--- begin Supplied records ---

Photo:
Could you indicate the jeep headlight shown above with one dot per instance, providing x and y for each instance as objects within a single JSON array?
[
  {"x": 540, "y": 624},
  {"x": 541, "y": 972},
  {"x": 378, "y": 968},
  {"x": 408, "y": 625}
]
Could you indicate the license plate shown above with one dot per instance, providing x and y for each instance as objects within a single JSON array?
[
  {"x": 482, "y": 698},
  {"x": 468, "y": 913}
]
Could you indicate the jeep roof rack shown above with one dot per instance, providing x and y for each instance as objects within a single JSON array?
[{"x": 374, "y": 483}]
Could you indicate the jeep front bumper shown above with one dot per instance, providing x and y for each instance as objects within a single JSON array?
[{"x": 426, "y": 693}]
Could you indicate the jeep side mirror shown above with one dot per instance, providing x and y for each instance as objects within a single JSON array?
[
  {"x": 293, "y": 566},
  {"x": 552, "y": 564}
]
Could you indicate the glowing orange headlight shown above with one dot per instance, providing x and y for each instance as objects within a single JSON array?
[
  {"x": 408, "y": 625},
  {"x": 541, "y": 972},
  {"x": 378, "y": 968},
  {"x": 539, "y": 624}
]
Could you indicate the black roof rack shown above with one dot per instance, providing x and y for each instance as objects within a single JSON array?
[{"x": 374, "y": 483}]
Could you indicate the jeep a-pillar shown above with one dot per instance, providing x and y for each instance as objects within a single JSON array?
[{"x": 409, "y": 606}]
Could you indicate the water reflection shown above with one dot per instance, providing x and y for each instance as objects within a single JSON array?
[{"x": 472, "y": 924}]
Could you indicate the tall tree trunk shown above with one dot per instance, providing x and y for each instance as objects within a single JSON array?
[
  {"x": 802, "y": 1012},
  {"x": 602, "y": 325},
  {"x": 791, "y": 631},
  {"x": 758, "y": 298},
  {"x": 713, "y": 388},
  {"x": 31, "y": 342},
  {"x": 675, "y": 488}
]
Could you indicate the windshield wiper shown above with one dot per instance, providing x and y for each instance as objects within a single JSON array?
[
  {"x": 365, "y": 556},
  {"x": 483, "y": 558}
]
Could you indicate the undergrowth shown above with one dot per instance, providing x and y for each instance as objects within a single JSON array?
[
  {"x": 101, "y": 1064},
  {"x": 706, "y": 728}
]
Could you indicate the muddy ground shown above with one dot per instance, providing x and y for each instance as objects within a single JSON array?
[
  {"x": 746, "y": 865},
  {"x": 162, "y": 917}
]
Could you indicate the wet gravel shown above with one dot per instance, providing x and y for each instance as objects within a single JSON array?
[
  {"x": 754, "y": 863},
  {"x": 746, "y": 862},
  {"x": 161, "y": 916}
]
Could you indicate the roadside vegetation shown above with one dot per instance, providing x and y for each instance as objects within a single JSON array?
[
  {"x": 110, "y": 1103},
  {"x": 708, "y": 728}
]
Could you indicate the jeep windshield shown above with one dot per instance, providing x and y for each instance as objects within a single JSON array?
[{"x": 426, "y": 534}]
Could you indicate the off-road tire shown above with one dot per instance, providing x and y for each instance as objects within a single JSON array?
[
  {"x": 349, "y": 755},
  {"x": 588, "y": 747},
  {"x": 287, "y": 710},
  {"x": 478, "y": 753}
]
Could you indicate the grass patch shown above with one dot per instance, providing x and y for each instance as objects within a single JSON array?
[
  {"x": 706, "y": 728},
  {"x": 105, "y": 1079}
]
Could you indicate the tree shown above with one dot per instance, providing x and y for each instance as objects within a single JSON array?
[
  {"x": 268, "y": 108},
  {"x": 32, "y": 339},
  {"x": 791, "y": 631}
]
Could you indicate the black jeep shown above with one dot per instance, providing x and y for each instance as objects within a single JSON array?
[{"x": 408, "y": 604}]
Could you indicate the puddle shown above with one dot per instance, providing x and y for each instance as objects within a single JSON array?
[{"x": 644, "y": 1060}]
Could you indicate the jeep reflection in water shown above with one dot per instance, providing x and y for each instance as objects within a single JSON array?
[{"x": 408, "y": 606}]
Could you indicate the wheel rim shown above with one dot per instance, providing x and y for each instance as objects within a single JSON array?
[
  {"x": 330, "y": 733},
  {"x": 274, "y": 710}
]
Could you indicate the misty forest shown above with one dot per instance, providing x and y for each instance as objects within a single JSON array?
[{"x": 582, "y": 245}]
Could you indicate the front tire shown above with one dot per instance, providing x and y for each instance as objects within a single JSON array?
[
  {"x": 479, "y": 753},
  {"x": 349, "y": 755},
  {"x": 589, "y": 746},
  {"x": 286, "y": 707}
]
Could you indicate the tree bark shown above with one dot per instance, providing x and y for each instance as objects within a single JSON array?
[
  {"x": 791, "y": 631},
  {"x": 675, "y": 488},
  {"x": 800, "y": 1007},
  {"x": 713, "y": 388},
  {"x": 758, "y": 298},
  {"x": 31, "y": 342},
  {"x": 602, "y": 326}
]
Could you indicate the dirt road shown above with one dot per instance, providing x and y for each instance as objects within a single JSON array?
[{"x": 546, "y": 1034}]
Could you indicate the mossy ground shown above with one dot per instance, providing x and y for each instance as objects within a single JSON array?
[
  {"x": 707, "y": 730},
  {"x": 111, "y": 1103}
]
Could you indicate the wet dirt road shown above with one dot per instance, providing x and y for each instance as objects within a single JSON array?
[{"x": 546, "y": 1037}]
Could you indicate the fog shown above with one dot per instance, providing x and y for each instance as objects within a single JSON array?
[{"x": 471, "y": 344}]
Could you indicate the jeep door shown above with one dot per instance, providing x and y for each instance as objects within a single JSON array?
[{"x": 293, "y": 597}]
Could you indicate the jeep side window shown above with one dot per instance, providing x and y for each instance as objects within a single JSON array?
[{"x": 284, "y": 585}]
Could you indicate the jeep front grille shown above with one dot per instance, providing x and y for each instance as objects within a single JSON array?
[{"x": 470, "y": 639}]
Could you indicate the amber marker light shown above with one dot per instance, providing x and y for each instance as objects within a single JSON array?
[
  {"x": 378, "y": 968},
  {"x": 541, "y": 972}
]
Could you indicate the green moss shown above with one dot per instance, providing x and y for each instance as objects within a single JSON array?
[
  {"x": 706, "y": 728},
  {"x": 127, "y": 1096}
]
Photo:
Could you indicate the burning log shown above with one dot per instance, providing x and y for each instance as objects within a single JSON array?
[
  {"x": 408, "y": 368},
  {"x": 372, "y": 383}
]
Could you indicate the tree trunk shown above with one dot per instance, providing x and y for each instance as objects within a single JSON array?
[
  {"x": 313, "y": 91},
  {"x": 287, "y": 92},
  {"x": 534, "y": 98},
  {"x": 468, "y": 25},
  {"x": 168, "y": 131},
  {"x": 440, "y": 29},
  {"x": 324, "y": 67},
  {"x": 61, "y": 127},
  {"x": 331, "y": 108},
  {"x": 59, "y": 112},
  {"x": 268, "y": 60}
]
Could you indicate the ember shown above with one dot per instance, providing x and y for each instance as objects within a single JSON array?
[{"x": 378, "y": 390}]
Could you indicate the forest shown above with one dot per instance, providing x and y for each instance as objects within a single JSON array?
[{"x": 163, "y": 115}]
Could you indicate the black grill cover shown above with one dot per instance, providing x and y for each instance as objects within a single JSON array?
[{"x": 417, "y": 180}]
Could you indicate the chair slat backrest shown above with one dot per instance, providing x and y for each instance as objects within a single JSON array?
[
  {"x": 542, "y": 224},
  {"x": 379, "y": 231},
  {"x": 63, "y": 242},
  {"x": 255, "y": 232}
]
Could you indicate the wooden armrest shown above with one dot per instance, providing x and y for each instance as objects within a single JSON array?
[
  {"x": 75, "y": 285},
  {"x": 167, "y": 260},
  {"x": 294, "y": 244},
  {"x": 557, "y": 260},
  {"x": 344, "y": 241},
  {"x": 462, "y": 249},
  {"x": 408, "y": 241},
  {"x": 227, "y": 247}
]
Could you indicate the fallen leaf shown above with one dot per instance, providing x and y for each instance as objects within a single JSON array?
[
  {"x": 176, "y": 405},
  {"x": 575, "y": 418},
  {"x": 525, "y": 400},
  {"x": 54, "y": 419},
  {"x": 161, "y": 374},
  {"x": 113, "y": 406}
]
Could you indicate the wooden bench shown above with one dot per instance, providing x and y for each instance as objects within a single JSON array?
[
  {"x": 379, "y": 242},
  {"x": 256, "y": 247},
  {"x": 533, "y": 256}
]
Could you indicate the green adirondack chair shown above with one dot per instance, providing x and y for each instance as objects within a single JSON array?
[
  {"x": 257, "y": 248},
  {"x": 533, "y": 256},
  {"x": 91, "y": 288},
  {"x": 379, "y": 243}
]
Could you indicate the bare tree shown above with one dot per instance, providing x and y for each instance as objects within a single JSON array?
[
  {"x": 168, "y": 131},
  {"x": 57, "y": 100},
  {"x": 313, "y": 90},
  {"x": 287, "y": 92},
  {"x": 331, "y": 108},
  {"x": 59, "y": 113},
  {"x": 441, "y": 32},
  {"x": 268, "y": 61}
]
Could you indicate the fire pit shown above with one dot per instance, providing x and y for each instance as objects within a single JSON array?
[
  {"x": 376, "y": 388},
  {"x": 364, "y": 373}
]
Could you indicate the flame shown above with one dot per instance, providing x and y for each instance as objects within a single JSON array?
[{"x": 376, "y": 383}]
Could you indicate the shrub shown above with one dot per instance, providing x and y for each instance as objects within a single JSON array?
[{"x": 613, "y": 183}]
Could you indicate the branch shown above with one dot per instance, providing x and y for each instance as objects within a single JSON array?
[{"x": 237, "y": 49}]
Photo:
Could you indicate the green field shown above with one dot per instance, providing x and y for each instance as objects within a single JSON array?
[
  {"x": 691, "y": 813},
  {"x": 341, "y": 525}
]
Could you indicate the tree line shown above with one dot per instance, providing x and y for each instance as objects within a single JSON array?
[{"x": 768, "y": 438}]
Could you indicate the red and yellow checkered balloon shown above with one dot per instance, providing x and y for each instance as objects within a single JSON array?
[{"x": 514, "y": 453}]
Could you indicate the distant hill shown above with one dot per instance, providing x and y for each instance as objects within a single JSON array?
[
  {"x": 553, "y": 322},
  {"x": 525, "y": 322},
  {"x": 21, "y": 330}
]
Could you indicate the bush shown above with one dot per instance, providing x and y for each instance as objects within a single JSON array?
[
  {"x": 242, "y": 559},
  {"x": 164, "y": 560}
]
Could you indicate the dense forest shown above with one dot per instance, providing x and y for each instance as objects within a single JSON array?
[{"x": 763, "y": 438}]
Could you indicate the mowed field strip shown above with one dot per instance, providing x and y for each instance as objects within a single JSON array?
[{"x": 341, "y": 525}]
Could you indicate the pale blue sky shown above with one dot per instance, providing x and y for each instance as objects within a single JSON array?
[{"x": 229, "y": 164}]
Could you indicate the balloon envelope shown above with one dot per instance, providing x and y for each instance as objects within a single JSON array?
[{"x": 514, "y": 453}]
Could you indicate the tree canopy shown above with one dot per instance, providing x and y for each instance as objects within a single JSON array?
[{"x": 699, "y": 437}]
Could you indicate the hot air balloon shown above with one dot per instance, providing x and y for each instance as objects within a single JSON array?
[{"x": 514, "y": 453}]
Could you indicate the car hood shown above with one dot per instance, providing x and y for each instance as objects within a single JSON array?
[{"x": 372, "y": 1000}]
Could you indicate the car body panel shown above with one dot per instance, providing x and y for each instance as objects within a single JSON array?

--- end Supplied records ---

**Direction:** Extract exactly the lines between the line containing "Could you indicate the bush" and the end of the data, including both.

**Response for this exercise:**
Could you indicate the bush shown above with one dot per instance, providing x and y for each instance as objects within a single JSON array?
[
  {"x": 242, "y": 559},
  {"x": 164, "y": 560}
]
Could you indicate the dense forest shown above with one dot per instance, providing x and y for each instance as objects within a single JSON array?
[{"x": 763, "y": 438}]
Could you indicate the mowed field strip shown above with one dot per instance, providing x and y for each instance as objects within a single JSON array?
[{"x": 341, "y": 525}]
Could you indicate the pale blue sky shown above with one dot per instance, providing x and y for each instance as objects within a single JSON array?
[{"x": 229, "y": 164}]
Could you indicate the balloon envelope shown above with one dot per instance, providing x and y for each instance as objects within a single JSON array?
[{"x": 514, "y": 453}]
Could you indicate the tree canopy shown above with one dot per instance, providing x and y for each instance as objects within a single JSON array?
[{"x": 699, "y": 437}]
Could you indicate the hot air balloon shown above with one dot per instance, providing x and y for each instance as objects within a single JSON array?
[{"x": 514, "y": 453}]
Could you indicate the car hood shown above with one dot per instance, providing x and y for each instance as objects within a single JSON array?
[{"x": 372, "y": 1000}]
Could you indicate the car body panel shown above with one dot per instance, providing x and y for each instance as objects within a single JSON array?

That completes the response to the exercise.